**Set task:** Reproduce the listing below with "spotted" swapped for "seen" and every other word left as it is, omitting the pictures.

-------

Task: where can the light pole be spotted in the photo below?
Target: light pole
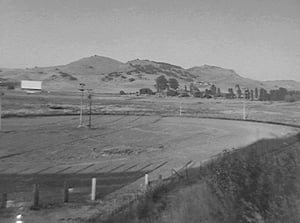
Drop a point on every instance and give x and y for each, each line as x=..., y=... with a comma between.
x=81, y=85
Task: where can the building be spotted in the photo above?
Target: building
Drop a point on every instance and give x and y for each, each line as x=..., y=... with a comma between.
x=31, y=86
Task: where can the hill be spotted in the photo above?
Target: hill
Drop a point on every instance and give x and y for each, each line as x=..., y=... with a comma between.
x=104, y=74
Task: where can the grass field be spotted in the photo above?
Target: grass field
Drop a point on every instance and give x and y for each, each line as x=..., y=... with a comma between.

-------

**Full solution:**
Task: where can the light pole be seen in the photo below?
Target: light pole
Drop a point on every instance and give x and y for each, each line as x=..., y=... with a comma between.
x=81, y=85
Task: where can the building be seen in the photo above?
Target: building
Drop a point on every instance and give x and y for each, each line as x=..., y=... with a comma between.
x=31, y=86
Task: where can the hill be seen in the photo above?
Target: hill
Drop a point on every instance and give x and y for each, each line as x=..., y=... with a comma between.
x=104, y=74
Task: where can the grass field be seen in the photo above?
Target: grass field
Drop a point on every instance and give x and y for each, each line as x=..., y=... with a comma between.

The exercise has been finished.